» Written request
List each line of the data below that contains the string "door", copying the whole line; matching is case-sensitive.

» Material for this task
----
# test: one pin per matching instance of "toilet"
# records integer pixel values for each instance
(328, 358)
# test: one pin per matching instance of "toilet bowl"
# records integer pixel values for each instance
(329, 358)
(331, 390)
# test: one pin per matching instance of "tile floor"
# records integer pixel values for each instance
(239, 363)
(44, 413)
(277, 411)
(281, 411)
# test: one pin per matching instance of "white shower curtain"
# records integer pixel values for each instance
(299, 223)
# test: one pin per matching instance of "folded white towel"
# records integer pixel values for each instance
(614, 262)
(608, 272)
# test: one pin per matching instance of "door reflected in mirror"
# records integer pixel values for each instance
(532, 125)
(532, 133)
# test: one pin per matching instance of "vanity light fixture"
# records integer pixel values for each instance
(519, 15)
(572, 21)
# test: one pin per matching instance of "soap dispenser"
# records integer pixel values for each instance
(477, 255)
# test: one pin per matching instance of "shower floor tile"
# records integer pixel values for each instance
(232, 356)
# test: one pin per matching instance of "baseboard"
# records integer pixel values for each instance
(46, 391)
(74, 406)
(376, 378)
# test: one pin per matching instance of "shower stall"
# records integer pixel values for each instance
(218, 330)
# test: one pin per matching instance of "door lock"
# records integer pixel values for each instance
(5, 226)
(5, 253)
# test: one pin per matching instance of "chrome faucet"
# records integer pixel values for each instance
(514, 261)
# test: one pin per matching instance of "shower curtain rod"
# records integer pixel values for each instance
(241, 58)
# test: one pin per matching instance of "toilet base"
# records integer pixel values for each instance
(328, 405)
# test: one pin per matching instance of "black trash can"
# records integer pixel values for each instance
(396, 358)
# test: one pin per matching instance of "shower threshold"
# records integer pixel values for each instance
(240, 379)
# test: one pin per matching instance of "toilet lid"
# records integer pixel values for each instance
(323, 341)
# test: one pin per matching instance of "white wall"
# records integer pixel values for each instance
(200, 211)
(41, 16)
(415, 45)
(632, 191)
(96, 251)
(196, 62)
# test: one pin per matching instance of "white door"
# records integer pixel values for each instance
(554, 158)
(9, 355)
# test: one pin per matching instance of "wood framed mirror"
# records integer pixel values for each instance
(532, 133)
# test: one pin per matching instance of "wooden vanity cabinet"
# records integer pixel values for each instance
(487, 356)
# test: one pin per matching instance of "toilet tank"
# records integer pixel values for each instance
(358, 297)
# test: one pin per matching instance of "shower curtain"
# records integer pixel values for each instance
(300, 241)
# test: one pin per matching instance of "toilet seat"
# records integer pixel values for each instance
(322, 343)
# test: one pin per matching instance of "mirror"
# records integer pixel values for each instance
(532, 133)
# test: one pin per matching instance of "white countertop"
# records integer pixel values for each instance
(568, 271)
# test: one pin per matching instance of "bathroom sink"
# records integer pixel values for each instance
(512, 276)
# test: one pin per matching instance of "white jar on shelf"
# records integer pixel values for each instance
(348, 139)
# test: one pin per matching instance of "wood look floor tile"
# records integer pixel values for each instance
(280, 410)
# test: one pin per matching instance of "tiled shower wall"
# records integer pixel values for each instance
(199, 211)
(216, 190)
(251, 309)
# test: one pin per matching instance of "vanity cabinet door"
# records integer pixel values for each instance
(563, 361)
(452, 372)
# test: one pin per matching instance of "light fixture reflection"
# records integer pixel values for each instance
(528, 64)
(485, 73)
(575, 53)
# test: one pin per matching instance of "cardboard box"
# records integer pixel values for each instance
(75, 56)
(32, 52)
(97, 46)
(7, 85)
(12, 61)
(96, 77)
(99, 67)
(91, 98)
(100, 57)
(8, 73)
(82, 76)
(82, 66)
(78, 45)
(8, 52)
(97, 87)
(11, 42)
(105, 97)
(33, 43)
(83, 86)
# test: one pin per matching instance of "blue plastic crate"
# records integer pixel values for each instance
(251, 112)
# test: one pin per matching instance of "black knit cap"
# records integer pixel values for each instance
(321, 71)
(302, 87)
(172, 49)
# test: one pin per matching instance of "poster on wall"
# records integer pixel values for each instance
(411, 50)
----
» Correct answer
# test: one pin per matching instance of "door reflected in mirror"
# test: one pin per matching instance of "door lock"
# test: one pin per matching instance of "white door"
# test: one pin per matching instance of "vanity cabinet door"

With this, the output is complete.